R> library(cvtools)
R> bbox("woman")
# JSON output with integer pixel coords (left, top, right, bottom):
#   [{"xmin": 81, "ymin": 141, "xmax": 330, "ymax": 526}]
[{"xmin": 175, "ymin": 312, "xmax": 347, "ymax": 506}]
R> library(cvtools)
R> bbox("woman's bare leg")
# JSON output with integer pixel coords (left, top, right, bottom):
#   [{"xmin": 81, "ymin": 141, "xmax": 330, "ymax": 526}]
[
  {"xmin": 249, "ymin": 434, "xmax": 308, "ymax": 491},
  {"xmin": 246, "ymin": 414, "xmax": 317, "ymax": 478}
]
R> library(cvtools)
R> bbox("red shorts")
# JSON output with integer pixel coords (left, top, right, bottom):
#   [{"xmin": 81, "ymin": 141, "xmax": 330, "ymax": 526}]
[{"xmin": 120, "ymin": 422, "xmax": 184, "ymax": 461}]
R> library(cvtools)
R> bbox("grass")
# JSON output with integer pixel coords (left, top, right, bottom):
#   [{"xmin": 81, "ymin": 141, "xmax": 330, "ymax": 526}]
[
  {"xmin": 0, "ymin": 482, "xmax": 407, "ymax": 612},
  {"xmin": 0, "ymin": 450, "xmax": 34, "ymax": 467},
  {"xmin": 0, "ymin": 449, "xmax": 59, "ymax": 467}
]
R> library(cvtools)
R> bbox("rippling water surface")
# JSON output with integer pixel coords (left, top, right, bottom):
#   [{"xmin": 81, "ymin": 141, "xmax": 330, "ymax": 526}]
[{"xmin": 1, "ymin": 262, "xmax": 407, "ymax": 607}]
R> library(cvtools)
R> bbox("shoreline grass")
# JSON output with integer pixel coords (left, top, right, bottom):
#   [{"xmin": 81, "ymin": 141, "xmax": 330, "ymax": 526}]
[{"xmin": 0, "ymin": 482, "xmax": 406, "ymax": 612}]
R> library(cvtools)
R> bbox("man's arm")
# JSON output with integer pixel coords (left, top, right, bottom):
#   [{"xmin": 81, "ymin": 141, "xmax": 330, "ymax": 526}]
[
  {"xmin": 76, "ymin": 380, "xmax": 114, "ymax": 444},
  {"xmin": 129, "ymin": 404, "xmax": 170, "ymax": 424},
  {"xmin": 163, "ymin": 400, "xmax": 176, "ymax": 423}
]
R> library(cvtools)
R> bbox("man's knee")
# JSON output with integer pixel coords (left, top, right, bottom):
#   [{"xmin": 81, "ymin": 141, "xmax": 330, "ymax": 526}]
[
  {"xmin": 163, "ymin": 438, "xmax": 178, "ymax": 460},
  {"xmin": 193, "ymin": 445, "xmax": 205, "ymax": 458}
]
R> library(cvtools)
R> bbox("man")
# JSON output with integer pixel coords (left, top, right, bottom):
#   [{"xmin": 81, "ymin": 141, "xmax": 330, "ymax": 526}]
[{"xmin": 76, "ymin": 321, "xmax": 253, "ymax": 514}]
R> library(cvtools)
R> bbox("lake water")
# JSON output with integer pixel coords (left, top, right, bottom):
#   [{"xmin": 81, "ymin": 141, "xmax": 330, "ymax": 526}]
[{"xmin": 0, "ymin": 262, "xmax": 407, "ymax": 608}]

• Your goal: Every line of the material should come back unchanged.

• Answer area:
R> library(cvtools)
R> bbox("woman")
# JSON output with integer pixel coords (left, top, right, bottom):
#   [{"xmin": 81, "ymin": 141, "xmax": 330, "ymax": 526}]
[{"xmin": 175, "ymin": 312, "xmax": 347, "ymax": 506}]
R> library(cvtools)
R> bbox("woman's bare leg")
# JSON output with integer pixel coords (left, top, right, bottom):
#   [{"xmin": 81, "ymin": 141, "xmax": 330, "ymax": 526}]
[
  {"xmin": 249, "ymin": 434, "xmax": 308, "ymax": 491},
  {"xmin": 246, "ymin": 414, "xmax": 317, "ymax": 478}
]
R> library(cvtools)
R> bbox("red shorts")
# JSON output with integer pixel coords (left, top, right, bottom):
#   [{"xmin": 81, "ymin": 141, "xmax": 330, "ymax": 526}]
[{"xmin": 120, "ymin": 422, "xmax": 184, "ymax": 461}]
R> library(cvtools)
R> bbox("grass")
# JSON output with integer pixel coords (left, top, right, bottom):
#   [{"xmin": 81, "ymin": 141, "xmax": 330, "ymax": 526}]
[
  {"xmin": 0, "ymin": 482, "xmax": 407, "ymax": 612},
  {"xmin": 0, "ymin": 450, "xmax": 34, "ymax": 467},
  {"xmin": 0, "ymin": 449, "xmax": 59, "ymax": 467}
]
R> library(cvtools)
R> bbox("rippling water surface")
# JSON output with integer pixel coords (left, top, right, bottom):
#   [{"xmin": 81, "ymin": 141, "xmax": 330, "ymax": 526}]
[{"xmin": 1, "ymin": 262, "xmax": 407, "ymax": 607}]
R> library(cvtools)
R> bbox("shoreline grass")
# JSON output with integer pixel coords (left, top, right, bottom):
#   [{"xmin": 81, "ymin": 141, "xmax": 330, "ymax": 526}]
[{"xmin": 0, "ymin": 482, "xmax": 406, "ymax": 612}]
R> library(cvtools)
R> bbox("man's arm")
# JSON output with integer pixel coords (left, top, right, bottom):
#   [{"xmin": 81, "ymin": 141, "xmax": 330, "ymax": 526}]
[
  {"xmin": 76, "ymin": 380, "xmax": 114, "ymax": 444},
  {"xmin": 129, "ymin": 404, "xmax": 170, "ymax": 424},
  {"xmin": 163, "ymin": 400, "xmax": 176, "ymax": 423}
]
R> library(cvtools)
R> bbox("man's knee")
# JSON output with integer pixel coords (left, top, right, bottom):
#   [{"xmin": 81, "ymin": 141, "xmax": 330, "ymax": 526}]
[
  {"xmin": 163, "ymin": 438, "xmax": 178, "ymax": 460},
  {"xmin": 193, "ymin": 445, "xmax": 205, "ymax": 458}
]
R> library(cvtools)
R> bbox("man")
# JSON output with integer pixel coords (left, top, right, bottom):
#   [{"xmin": 81, "ymin": 141, "xmax": 330, "ymax": 526}]
[{"xmin": 76, "ymin": 321, "xmax": 253, "ymax": 514}]
R> library(cvtools)
R> bbox("lake water")
# JSON output with integer pixel coords (left, top, right, bottom):
#   [{"xmin": 81, "ymin": 141, "xmax": 330, "ymax": 526}]
[{"xmin": 0, "ymin": 262, "xmax": 407, "ymax": 608}]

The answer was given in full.